Excerpt provided -
# (Video) Big Snake - Little Kids



## Guest (Nov 21, 2006)

Here's a random video I found on the internet of a household with a huge python (Burmese?) and alot of little kids.

To me, this looks like a disaster waiting to happen.

Link: http://my.break.com/media/view.aspx?ContentID=180637%0A


----------



## Red Eyes (Nov 25, 2003)

In my eyes that's really irresponsible! That snake could do alot of damage to a kid very very quickly.


----------



## Mettle (Dec 29, 2003)

Wow. That's BAD. That snake could kill that kid in a heartbeat. Having an animal like that in a home for a birthday party with trained staff around to control/handle it is one thing... but to have tons of kids touching, prodding, hugging and even RIDING it is just gross irresponsibility. Not cool at all.

Someone in that house is going to die.

And that final shot with the kid cuddled up with the snake? That's disturbing and probably a sign of things to come. Though next time the kid won't be moving.


----------



## black_piranha (Jan 12, 2006)

whoaaa, that kid has guts. relax guys, this vid is probably from another country and they have their own ways and such. it's just like those kingsnake charmers in thailand.


----------



## CrocKeeper (Dec 26, 2003)

It always amazes me to see stuff like that. I have no problem with children being exposed to large constrictors that are in a supervised type setting....but that walks away from the realm of responsible quickly....that said......do any of you know how many children went to the emergency room last year as a result of "mans best friend"? 800,000! In the UNITED STATES ALONE. Which means there are waaaaaaaaaaaaaaay more irresponsible dog owners out there to worry about.


----------



## Ex0dus (Jun 29, 2005)

Ya but croc lets look at %. I dont know it off hand, but im willing to bet there is a much much larger % of dog owners in the US vs snake owners.


----------



## psychofish (Jun 5, 2004)

Ex0dus said:


> Ya but croc lets look at %. I dont know it off hand, but im willing to bet there is a much much larger % of dog owners in the US vs snake owners.


I agree waaaaaaaaaaaaaaaaaaaay more dog owners than
big snake owners..

that vid makes me sick


----------



## Mettle (Dec 29, 2003)

Yeah, turning the attention away from irresponsible herp owners to dog owners doesn't make what the people in that vid did any better. And I would wonder how many of those 800,000 were seriously injured and how the injuries came about... Was that a stat that profiled dog attack victims solely? Or any incident involving a dog? And where did it come from?

Let's not forget just a short while ago we had a post on here about a young man who took in a large snake as a rescue and it ended up killing him.

Any animals can be dangerous if not properly understood and respected.


----------



## CrocKeeper (Dec 26, 2003)

wow...

OK adressing this in order...

Yes more canine owners...(look down however)

Not drawing attention away from.....hell are you all new..I do nothing but harp responsibility! In fact to the point that I really piss off a lot of herpers!

3.....Do you realize how many big snake owners there are?.......Do you realize how many hundreds of thousands of BURMESE alone have been sold since 1960? Let alone the number boom during the 80's with evryone trying to cash in on the amel's? (have a look at import figures from the US fish and wilkdlife service on burms)

Then figure in the tens of thousands of retics out there....

I am not even going into venomous.

What this exercise asks -
1. Write out the passage of the snake video thread from "Not drawing attention" up to and including "going into venomous.".
2. Translate this sentence from the snake video thread into Spanish: "Any animals can be dangerous if not properly understood and respected."
3. Does the snake video thread support each statement? Answer yes or no for each and quote the deciding words.
(a) The first poster states the python's species with certainty.
(b) CrocKeeper gives a figure of 800,000 children sent to the emergency room because of dogs.
(c) black_piranha suggests the video probably comes from another country.
The listing after this thread is not needed for anything asked here.

Raw records -
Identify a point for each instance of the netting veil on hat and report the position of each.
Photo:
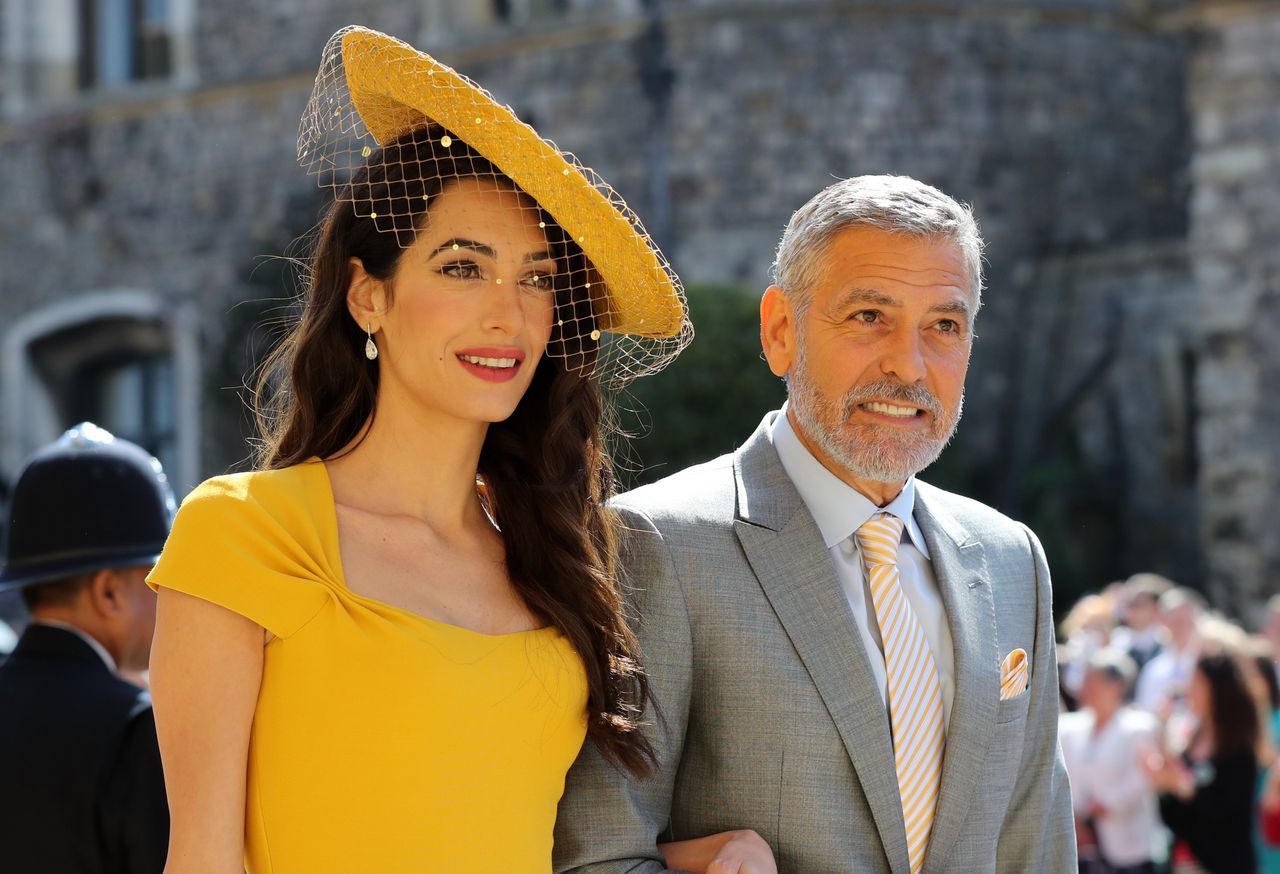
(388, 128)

...

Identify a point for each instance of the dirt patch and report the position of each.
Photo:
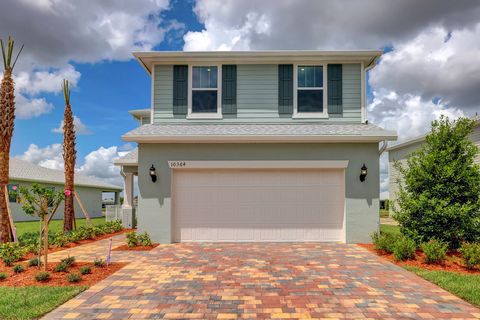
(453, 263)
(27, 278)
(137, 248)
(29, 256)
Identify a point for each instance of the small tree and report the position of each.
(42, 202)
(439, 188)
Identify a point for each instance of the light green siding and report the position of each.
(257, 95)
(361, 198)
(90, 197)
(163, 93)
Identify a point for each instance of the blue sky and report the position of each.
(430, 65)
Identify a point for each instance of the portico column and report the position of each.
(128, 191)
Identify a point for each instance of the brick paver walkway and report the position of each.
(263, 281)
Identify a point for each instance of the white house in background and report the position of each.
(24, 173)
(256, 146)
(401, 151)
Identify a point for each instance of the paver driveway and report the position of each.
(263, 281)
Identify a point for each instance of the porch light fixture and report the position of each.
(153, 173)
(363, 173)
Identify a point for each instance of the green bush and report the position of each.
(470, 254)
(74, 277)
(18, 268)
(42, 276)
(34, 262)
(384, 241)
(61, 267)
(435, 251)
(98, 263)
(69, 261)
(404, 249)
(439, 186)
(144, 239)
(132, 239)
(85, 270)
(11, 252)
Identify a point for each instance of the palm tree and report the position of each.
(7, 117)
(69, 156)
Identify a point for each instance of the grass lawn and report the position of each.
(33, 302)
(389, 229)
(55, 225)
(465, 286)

The answers -
1.
Not drawing attention away from.....hell are you all new..I do nothing but harp responsibility! In fact to the point that I really piss off a lot of herpers!

3.....Do you realize how many big snake owners there are?.......Do you realize how many hundreds of thousands of BURMESE alone have been sold since 1960? Let alone the number boom during the 80's with evryone trying to cash in on the amel's? (have a look at import figures from the US fish and wilkdlife service on burms)

Then figure in the tens of thousands of retics out there....

I am not even going into venomous.

2. Cualquier animal puede ser peligroso si no se le entiende y respeta adecuadamente.

3.
(a) No: "a huge python (Burmese?)"
(b) Yes: "how many children went to the emergency room last year as a result of "mans best friend"? 800,000!"
(c) Yes: "this vid is probably from another country"